### [Your goal]
Every record that follows should be written out again without any change.

[Saved entries]
§

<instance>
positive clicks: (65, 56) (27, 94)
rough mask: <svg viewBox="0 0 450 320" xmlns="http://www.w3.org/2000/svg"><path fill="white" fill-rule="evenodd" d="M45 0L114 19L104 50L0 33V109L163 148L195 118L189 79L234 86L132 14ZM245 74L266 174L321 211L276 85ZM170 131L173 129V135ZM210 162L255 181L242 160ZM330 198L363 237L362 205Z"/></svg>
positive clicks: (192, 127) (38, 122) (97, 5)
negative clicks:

§

### [Written solution]
<instance>
positive clicks: (65, 56) (27, 94)
rough mask: <svg viewBox="0 0 450 320" xmlns="http://www.w3.org/2000/svg"><path fill="white" fill-rule="evenodd" d="M45 0L114 19L104 50L0 33V109L163 148L195 118L189 79L234 86L132 14ZM245 74L266 174L321 211L276 85ZM170 131L173 129V135ZM210 162L255 181L242 160ZM330 198L363 237L362 205Z"/></svg>
positive clicks: (192, 127) (38, 122) (97, 5)
negative clicks:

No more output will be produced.